MATERIAL PROVIDED:
>>>

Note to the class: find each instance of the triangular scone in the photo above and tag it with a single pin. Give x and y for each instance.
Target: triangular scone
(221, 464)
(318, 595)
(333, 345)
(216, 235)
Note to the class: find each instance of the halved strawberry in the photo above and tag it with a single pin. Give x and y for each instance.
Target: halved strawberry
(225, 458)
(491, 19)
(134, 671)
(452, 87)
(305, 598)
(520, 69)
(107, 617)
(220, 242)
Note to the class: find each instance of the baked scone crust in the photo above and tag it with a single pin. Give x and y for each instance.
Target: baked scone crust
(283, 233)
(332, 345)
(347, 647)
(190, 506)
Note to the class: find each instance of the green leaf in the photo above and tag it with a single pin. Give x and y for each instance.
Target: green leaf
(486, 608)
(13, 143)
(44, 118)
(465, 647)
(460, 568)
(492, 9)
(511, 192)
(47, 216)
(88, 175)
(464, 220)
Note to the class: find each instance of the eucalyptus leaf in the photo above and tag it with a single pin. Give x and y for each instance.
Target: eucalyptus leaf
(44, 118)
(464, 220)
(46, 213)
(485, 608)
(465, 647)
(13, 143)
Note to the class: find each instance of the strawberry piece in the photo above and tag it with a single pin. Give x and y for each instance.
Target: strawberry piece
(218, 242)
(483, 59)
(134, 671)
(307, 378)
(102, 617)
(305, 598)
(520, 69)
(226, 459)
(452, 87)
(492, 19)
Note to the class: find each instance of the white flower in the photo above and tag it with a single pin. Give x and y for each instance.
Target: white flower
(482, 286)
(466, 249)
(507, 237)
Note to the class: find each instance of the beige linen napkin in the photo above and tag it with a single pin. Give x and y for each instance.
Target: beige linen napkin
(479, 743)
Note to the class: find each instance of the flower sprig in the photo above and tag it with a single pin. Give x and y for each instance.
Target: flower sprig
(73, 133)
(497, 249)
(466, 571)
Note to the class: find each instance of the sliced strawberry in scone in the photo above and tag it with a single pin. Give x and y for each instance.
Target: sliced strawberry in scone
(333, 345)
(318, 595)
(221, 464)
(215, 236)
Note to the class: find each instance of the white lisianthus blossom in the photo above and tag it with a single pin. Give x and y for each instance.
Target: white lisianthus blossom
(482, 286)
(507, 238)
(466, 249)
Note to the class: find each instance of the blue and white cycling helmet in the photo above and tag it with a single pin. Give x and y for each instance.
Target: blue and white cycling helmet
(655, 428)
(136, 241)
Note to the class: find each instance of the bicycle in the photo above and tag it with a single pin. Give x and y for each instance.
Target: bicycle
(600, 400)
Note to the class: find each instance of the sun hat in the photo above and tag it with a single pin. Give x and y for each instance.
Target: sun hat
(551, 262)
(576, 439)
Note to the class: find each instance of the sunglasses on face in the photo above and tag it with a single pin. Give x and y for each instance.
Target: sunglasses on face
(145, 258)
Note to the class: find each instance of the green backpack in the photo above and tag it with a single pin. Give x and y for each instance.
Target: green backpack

<<<

TO DO:
Copy the stretch from the line containing "Note to the class: find each instance of the white lisianthus" through the end of the records, keeping every request line, and shift the answer coordinates by adding 4 to each x and y value.

EXERCISE ANSWER:
Note to the class: find each instance of the white lisianthus blossom in the photo above and tag it with a single pin. Give x and y for each instance.
Target: white lisianthus blossom
(486, 290)
(511, 242)
(470, 253)
Note to the class: find each instance of the blue and white cycling helmet in the photo above and tag it with a single pin. Give x and y for each instance.
Target: blue and white cycling helmet
(659, 432)
(140, 245)
Note to the class: find each instance of the bicycle in the photo above and tag it with a single pin. Give x and y for each instance.
Target: bicycle
(604, 404)
Note to the class: find each instance of the sun hat in the photo above and tag it with a single pin. Give x and y for each instance.
Target: sun hat
(555, 266)
(580, 443)
Note to the class: find each instance of the sunglasses on face in the photo above and tag it with a single pin. Give x and y for each instance.
Target: sunglasses on face
(149, 262)
Note to the class: find each instance of the green backpack in the photo above and tag it with a single pin. Give x and y for each instance.
Target: green backpack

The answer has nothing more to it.